▸ WHAT YOU HAVE TO DO
Using the word "rear" as the filter, copy each matching line from the records.

▸ GIVEN RECORDS
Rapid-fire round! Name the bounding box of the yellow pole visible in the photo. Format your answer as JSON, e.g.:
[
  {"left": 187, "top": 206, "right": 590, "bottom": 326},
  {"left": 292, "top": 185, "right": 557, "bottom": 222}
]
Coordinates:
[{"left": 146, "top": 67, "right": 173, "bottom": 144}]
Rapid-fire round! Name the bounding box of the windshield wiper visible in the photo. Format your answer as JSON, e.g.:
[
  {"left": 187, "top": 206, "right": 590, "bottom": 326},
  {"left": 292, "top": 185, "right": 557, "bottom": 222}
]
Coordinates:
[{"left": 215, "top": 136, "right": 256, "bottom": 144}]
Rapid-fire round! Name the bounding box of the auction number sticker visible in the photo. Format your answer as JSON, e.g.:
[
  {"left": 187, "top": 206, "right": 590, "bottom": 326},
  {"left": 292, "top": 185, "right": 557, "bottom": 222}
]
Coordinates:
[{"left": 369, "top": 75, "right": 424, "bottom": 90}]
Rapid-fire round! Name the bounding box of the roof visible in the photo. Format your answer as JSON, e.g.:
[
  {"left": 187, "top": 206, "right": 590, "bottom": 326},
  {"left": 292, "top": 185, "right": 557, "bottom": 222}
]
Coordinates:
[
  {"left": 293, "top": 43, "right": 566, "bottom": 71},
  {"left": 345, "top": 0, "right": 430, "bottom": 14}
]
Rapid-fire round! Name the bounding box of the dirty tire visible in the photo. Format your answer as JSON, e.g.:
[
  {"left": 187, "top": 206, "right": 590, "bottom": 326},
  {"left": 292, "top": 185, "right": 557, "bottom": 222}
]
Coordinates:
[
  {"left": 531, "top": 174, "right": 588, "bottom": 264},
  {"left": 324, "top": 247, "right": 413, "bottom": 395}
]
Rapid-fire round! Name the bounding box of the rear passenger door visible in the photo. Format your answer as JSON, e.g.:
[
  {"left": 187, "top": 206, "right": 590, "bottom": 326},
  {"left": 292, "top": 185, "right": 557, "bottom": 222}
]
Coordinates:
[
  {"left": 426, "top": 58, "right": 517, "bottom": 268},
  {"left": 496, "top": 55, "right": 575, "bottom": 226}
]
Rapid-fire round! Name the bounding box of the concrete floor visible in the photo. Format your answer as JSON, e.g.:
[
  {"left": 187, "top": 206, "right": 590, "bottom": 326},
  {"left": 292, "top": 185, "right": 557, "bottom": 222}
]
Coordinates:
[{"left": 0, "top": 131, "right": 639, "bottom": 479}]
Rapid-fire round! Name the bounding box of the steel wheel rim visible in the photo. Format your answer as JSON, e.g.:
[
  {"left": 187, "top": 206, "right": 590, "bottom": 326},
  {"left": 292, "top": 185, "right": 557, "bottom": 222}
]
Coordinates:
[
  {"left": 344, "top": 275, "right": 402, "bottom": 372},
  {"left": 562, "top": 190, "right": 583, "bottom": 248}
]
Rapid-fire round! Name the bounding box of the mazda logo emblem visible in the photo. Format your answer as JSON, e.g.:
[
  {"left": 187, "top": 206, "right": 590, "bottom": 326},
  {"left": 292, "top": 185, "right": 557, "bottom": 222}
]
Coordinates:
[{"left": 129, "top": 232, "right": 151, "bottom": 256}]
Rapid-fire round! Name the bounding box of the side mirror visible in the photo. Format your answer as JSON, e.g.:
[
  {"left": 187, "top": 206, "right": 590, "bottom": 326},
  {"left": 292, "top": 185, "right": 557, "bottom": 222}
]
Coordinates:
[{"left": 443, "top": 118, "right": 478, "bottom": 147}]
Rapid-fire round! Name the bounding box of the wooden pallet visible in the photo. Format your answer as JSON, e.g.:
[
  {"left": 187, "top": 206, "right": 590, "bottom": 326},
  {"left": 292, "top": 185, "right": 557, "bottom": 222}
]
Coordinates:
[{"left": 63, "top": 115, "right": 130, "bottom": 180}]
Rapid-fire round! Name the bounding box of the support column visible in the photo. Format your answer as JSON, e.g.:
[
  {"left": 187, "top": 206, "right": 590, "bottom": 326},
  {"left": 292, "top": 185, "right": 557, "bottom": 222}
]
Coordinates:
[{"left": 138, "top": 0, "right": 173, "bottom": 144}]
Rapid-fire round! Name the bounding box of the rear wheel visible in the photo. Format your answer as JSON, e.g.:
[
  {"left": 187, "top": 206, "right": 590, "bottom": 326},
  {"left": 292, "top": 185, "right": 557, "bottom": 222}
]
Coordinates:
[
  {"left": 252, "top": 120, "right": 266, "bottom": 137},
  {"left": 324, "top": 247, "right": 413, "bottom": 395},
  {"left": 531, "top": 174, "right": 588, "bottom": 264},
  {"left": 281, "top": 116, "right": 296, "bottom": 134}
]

▸ SOLUTION TO THE EXERCISE
Rapid-fire round! Name the bounding box of the rear passenger door visible in the photo. Format your answer as JSON, e.g.:
Rapid-fire round! Name the bounding box of the rear wheel visible in the photo. Format your answer as JSON, e.g.:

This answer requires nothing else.